**Exercise material:**
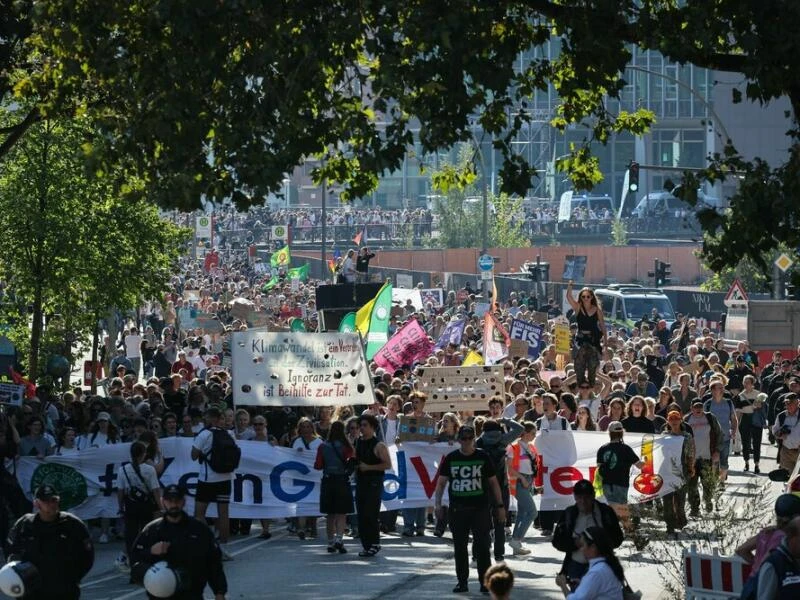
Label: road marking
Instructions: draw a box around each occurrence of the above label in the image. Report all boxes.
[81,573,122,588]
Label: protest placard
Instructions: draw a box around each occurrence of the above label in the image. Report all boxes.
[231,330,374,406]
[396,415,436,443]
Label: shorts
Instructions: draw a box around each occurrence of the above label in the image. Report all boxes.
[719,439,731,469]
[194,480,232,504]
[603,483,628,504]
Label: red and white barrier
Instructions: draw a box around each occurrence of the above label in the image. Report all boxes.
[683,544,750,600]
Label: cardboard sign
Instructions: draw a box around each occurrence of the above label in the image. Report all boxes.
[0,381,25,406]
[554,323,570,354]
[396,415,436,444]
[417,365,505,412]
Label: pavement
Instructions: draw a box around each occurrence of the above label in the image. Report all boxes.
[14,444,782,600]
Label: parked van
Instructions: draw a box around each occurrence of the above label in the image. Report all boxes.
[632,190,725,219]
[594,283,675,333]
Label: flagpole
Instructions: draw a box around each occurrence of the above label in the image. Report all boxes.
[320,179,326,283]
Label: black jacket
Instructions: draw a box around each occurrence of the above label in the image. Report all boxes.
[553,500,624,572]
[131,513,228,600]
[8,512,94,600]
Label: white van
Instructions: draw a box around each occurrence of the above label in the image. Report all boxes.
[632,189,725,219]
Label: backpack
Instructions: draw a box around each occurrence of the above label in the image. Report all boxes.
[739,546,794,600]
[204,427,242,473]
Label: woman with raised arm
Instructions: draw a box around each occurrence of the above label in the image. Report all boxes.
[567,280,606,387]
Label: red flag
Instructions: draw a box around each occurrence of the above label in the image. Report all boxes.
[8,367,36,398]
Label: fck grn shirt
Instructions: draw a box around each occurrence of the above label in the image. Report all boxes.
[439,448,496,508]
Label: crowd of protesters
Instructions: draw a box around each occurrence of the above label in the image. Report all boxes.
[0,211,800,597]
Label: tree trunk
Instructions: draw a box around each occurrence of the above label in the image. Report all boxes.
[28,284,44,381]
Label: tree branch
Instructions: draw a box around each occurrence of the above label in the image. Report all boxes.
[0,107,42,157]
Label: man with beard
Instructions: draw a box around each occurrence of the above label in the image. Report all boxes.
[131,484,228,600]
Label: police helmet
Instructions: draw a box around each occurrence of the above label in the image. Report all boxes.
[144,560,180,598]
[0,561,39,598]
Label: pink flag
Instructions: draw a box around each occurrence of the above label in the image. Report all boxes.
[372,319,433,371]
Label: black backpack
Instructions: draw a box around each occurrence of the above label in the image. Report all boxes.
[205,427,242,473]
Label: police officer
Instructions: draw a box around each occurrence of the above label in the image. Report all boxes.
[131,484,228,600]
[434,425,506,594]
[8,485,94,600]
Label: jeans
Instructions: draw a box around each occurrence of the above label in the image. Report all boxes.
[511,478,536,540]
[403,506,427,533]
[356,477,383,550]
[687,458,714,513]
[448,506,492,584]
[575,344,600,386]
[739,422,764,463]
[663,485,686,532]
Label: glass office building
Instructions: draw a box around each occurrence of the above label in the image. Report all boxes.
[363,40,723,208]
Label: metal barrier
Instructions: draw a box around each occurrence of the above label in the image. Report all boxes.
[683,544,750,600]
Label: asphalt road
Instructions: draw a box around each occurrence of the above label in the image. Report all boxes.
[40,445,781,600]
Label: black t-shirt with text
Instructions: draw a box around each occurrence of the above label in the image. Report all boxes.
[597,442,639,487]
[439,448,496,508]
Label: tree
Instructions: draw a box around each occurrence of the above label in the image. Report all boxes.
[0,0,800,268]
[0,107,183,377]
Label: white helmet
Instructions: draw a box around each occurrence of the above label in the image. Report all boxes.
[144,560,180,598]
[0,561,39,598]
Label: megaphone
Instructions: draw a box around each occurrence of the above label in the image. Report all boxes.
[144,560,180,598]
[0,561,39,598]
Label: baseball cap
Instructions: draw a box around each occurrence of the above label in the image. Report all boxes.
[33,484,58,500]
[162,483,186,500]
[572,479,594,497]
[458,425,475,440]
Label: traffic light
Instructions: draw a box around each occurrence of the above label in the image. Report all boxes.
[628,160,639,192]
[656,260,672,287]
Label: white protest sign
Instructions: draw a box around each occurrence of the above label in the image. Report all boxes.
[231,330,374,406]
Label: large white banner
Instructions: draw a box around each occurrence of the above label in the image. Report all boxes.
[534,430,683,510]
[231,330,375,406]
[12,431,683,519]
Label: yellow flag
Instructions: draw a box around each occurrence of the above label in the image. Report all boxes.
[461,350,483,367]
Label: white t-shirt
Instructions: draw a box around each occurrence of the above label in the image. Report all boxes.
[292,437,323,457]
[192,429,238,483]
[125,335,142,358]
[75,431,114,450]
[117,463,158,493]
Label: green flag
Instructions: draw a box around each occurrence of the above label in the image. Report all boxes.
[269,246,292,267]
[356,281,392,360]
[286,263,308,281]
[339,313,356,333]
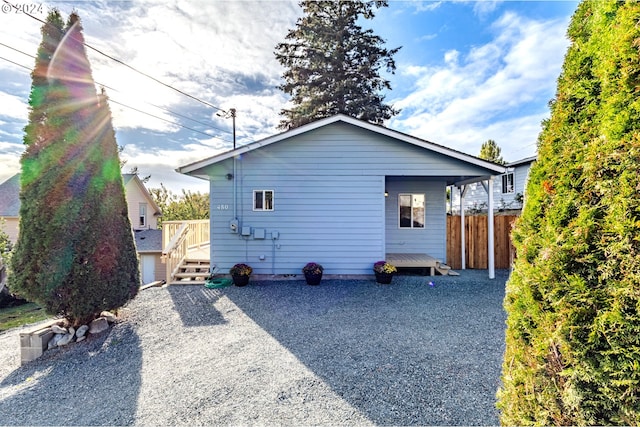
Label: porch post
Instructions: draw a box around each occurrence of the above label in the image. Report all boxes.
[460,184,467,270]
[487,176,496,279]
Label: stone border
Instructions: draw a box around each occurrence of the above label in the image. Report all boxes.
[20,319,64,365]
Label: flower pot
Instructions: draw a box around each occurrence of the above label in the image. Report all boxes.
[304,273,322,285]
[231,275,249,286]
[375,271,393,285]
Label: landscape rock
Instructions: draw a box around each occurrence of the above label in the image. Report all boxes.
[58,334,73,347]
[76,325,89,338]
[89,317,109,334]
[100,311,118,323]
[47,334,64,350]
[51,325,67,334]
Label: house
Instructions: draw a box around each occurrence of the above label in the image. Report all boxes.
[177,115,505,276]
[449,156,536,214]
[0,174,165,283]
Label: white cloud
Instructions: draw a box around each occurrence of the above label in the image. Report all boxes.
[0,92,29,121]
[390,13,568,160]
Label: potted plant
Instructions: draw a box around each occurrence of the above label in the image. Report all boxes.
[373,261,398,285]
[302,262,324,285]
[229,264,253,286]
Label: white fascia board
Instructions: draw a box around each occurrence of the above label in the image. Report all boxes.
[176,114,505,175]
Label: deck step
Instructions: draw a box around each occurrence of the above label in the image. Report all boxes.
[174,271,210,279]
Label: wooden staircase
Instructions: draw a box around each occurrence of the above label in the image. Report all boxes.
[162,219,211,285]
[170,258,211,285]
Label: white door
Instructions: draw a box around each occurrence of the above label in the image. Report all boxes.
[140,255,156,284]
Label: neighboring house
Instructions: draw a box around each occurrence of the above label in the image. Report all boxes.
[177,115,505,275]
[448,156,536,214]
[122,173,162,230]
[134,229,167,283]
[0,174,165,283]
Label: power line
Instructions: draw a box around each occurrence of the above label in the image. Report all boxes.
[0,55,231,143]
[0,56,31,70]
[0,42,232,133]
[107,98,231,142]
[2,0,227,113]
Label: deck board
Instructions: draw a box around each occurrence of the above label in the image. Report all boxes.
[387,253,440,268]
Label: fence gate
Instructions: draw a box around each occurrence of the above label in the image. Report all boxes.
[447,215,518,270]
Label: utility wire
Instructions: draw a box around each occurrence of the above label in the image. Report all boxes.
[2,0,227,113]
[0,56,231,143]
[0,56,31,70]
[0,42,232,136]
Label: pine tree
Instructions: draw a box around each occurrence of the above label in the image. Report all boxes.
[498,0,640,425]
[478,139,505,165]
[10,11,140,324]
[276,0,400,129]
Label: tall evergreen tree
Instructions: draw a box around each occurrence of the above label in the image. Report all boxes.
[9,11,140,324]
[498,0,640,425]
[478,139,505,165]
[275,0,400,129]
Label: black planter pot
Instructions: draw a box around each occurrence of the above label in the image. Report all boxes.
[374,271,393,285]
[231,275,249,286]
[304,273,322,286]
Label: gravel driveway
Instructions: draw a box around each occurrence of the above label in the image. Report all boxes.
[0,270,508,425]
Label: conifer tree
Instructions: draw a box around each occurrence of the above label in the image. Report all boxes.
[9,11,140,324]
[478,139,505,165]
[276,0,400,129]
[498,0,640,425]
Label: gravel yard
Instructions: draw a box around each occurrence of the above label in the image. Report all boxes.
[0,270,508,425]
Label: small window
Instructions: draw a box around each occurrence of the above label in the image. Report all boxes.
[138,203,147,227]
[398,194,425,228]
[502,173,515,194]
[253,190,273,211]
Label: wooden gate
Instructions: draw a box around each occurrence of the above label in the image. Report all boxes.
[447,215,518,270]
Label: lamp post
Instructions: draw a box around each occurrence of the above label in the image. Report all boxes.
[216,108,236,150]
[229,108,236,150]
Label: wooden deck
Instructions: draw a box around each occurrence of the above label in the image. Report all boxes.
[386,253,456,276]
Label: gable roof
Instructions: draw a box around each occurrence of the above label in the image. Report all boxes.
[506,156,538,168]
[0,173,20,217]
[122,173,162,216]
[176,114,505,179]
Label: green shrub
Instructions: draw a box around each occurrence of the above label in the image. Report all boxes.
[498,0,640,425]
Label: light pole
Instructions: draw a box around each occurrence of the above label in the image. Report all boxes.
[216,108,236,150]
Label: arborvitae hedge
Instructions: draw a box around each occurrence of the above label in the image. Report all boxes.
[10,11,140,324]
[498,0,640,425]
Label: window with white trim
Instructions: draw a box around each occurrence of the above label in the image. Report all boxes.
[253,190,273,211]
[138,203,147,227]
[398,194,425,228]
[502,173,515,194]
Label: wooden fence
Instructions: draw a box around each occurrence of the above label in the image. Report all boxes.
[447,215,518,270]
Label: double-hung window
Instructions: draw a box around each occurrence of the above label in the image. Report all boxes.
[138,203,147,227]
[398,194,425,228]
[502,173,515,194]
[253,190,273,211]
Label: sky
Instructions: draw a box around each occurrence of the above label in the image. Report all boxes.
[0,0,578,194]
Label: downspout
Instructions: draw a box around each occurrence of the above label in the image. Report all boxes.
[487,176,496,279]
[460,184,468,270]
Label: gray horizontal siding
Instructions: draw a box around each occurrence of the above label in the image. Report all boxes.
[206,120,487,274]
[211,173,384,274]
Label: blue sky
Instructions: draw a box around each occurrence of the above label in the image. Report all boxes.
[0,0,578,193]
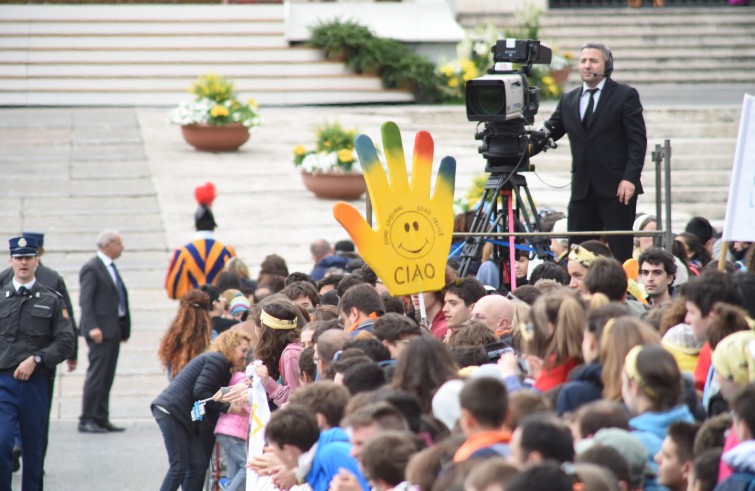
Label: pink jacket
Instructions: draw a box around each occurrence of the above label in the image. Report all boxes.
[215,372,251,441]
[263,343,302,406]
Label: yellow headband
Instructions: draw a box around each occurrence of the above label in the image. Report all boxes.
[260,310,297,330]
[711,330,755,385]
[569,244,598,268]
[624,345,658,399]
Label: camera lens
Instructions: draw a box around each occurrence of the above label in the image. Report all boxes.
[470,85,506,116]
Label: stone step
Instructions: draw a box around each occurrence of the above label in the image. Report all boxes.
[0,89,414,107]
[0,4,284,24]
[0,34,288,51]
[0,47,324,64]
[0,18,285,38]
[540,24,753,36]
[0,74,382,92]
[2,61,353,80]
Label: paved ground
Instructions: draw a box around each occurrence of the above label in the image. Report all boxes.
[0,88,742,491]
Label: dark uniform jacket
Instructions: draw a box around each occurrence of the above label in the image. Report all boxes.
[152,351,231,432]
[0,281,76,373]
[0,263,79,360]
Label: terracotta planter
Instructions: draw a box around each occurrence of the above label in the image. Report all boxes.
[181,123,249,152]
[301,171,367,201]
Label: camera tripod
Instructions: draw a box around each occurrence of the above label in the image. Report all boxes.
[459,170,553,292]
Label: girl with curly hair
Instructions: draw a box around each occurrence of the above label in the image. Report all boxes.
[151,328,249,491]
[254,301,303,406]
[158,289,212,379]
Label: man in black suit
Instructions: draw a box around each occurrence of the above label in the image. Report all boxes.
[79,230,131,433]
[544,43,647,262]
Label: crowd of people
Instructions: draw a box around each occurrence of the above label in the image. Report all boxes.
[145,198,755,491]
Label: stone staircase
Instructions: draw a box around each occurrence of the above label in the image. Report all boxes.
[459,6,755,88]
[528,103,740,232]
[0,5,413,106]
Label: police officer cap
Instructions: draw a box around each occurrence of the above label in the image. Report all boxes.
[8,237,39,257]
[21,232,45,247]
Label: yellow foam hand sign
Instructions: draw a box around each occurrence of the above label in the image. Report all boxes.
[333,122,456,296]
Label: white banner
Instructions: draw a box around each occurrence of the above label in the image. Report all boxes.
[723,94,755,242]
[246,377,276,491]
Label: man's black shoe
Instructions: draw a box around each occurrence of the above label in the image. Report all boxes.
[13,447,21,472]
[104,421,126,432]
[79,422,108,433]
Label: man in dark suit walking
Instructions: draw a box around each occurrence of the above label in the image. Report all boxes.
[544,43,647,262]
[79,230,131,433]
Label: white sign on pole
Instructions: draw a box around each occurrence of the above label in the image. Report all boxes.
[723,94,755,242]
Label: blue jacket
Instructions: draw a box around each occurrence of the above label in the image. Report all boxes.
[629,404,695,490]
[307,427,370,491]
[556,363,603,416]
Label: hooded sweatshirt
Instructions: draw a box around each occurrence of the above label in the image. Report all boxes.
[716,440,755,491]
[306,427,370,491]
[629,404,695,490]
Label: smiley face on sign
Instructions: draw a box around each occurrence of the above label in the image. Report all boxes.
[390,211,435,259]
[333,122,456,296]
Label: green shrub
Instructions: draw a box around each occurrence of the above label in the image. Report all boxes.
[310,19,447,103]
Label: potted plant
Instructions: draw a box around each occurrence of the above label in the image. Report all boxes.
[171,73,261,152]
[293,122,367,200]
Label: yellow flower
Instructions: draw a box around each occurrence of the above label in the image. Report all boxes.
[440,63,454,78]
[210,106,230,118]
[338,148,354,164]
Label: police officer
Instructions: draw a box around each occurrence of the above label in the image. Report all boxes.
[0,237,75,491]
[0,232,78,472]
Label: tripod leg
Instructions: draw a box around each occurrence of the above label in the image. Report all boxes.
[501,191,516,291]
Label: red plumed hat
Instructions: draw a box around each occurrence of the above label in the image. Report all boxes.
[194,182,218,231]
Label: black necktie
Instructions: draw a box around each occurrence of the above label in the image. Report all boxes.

**What to work on:** Lay out the lines from the one containing "Label: stone step" through the one containing "[0,88,742,491]", both included, as a JSON list of strings with one string per line and blank lines left out.

**Solution:**
[
  "Label: stone step",
  "Instructions: draw a box around each occurrence of the above label in the image. Report all boxes.",
  "[0,89,414,107]",
  "[0,4,284,24]",
  "[0,34,288,51]",
  "[0,47,324,64]",
  "[0,18,285,38]",
  "[540,24,753,36]",
  "[0,74,382,92]",
  "[2,61,353,80]",
  "Label: paved ground",
  "Instructions: draw a box around each occurrence of the above label in the image. Report all boxes.",
  "[0,88,742,491]"
]